BEGIN SUPPLIED DATA

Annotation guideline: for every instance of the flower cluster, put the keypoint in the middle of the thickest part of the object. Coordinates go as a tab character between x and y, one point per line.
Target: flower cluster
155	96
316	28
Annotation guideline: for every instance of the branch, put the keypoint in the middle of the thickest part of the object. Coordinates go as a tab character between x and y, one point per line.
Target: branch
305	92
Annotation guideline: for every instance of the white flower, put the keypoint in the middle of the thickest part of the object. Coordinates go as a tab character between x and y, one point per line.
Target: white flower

END SUPPLIED DATA
BEGIN SUPPLIED DATA

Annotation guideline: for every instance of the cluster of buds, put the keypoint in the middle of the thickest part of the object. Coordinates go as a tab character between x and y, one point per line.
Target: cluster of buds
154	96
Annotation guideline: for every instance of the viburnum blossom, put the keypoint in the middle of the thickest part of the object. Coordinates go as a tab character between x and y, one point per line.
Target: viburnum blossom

END SUPPLIED DATA

◆ WHAT IS REQUIRED
Return every line above that contains the string "branch", treating uppercase and lowercase as distinct.

◆ RESPONSE BELOW
Annotation guideline: for every instance of the branch, put the keypoint in the middle of the thickest part of the object. Coordinates go as a tab character between x and y, one point per line.
Target: branch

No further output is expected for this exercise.